** Start PASSAGE SHOWN **

17. The system of claim 14, comprising: a second signal pin and a
second ground pin adjacent to the second signal pin, wherein: the
second signal pin comprises a first portion, a second portion, and
a third portion, the second ground pin comprises a first portion, a
second portion, and a third portion, the second portion of the
second signal pin comprises a vertical mount, the second portion of
the second ground pin comprises a vertical mount, and the second
portion of the second signal pin and the second portion of the
second ground pin are arranged proximate one another.
18. The system of claim 14, comprising a processor, wherein the
signal pin and ground pin pair couple the processor package to the
motherboard.
19. The system of claim 18, wherein the processor comprises one or
more of: a central processing unit (CPU), XPU, accelerator, and/or
graphics processing unit (GPU).
20. The system of claim 14, comprising a memory device coupled to
the processor package via the motherboard.
Description
BACKGROUND
[0001] Central processing unit (CPU) packages include packaged
processor technology with connections for communication with a
motherboard. FIG. 1 shows an example of a side view of pins of a
CPU socket coupled to ball grid array (BGA) and the BGA is coupled
to at least one solder mount pad of a motherboard. CPU package 100
can be coupled to BGA of motherboard 104 using signal and ground
pins 102.
[0002] FIG. 2A depicts a top, exposed view, of a socket pin landing
pad arrangement of a CPU package for connection with pins. FIG. 2B
depicts a lower, exposed view of socket pin BGA solder mount pads
of a motherboard for connection with pins. The BGA of the
motherboard can be connected to devices such as memory devices
through the motherboard. For example, dual inline memory module
(DIMM) gold fingers (GF) can be connected to corresponding
surface-mount technology (SMT) pads of the motherboard using signal
and ground pins.
BRIEF DESCRIPTION OF THE DRAWINGS
[0003] FIG. 1 shows an example of a side view of pins of a CPU
package coupled through socket pin to ball grid array (BGA) of a
motherboard.
[0004] FIG. 2A depicts a top, exposed view, of a socket pin landing
pad arrangement of a CPU package for connection with pins.
[0005] FIG. 2B depicts a lower, exposed view of socket pin BGA
solder mount pads of a motherboard for connection with pins.
[0006] FIG. 3A depicts an example of a ground and signal pin
shapes.
[0007] FIG. 3B depicts an example of a pin shape.
[0008] FIGS. 4A-1 to 4A-6 show examples of a ground pin and signal
pin arrangements and designs.

** End PASSAGE SHOWN **
** Start GIVEN RECORDS **

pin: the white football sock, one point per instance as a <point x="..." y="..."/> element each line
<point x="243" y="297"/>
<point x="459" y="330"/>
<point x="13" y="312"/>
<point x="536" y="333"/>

** End GIVEN RECORDS **

JOB 1 — In the patent excerpt on processor package pins, what can dual inline memory module (DIMM) gold fingers be connected to?
JOB 2 — Arrange the data entries as a two-column CSV with the columns request and points, one row per entry. Put each entry's request text and its answer in a single quoted field apiece, with line breaks replaced by spaces.

WORKED ANSWER 1 — Corresponding surface-mount technology (SMT) pads of the motherboard, using signal and ground pins.

WORKED ANSWER 2 —
request,points
"pin: the white football sock, one point per instance as a <point x=""..."" y=""...""/> element each line","<point x=""243"" y=""297""/> <point x=""459"" y=""330""/> <point x=""13"" y=""312""/> <point x=""536"" y=""333""/>"